━━━━━ Page excerpt ━━━━━

[Code of Federal Regulations]
[Title 26, Volume 16]
[Revised as of April 1, 2004]
From the U.S. Government Printing Office via GPO Access
[CITE: 26CFR49.4251-4]

[Page 237-241]
 
                       TITLE 26--INTERNAL REVENUE
 
    CHAPTER I--INTERNAL REVENUE SERVICE, DEPARTMENT OF THE TREASURY 
                               (CONTINUED)
 
PART 49_FACILITIES AND SERVICES EXCISE TAXES--Table of Contents
 
                        Subpart C_Communications
 
Sec. 49.4251-4  Prepaid telephone cards.

    (a) In general. In the case of communications services acquired by 
means of a prepaid telephone card (PTC), the face amount of the PTC is 
treated as an amount paid for communications services and that amount is 
treated as paid when the PTC is transferred by any carrier to any person 
that is not a carrier. This section provides rules for the application 
of the section 4251 tax to PTCs.
    (b) Definitions. The following definitions apply to this section:
    Carrier means a telecommunications carrier as defined in 47 U.S.C. 
153.
    Comparable PTC means a currently available dollar card or tariffed 
unit card (other than a PTC transferred in bulk or under special 
circumstances, such as for promotional purposes) that provides the same 
type and amount of communications services as the PTC to which it is 
being compared.
    Dollar card means a PTC the value of which is designated by the 
carrier in dollars (even if also designated in units of service), 
provided that the designated value is not less than the

[[Page 238]]

amount for which the PTC is expected to be sold to a holder.

━━━━━ Data excerpt ━━━━━

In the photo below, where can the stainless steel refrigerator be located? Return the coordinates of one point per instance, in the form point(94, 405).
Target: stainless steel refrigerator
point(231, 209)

━━━━━

Task brief
Pick up the prepaid telephone card regulation right after its last sentence and continue it.

Task response
    Holder means a person that purchases other than for resale.
    Prepaid telephone card (PTC) means a card or similar arrangement 
that permits its holder to obtain a fixed amount of communications 
services by means of a code (such as a personal identification number 
(PIN)) or other access device provided by the carrier and to pay for 
those services in advance.
    Tariff means a schedule of rates and regulations filed by a carrier 
with the Federal Communications Commission.
    Tariffed unit card means a unit card that is transferred by a 
carrier--
    (1) To a holder at a price that does not exceed the designated 
number of units on the PTC multiplied by the carrier's tariffed price 
per unit; or
    (2) To a transferee reseller subject to a contractual or other 
arrangement under which the price at which the PTC is sold to a holder 
will not exceed the designated number of units on the PTC multiplied by 
the carrier's tariffed price per unit.
    Transferee means the first person that is not a carrier to whom a 
PTC is transferred by a carrier.
    Transferee reseller means a transferee that purchases a PTC for 
resale.
    Unit card means a PTC other than a dollar card.
    Untariffed unit card means a unit card other than a tariffed unit 
card.
    (c) Determination of face amount--(1) Dollar card. The face amount 
of a dollar card is the designated dollar value.
    (2) Tariffed unit card. The face amount of a tariffed unit card is 
the designated number of units on the PTC multiplied by the tariffed 
price per unit.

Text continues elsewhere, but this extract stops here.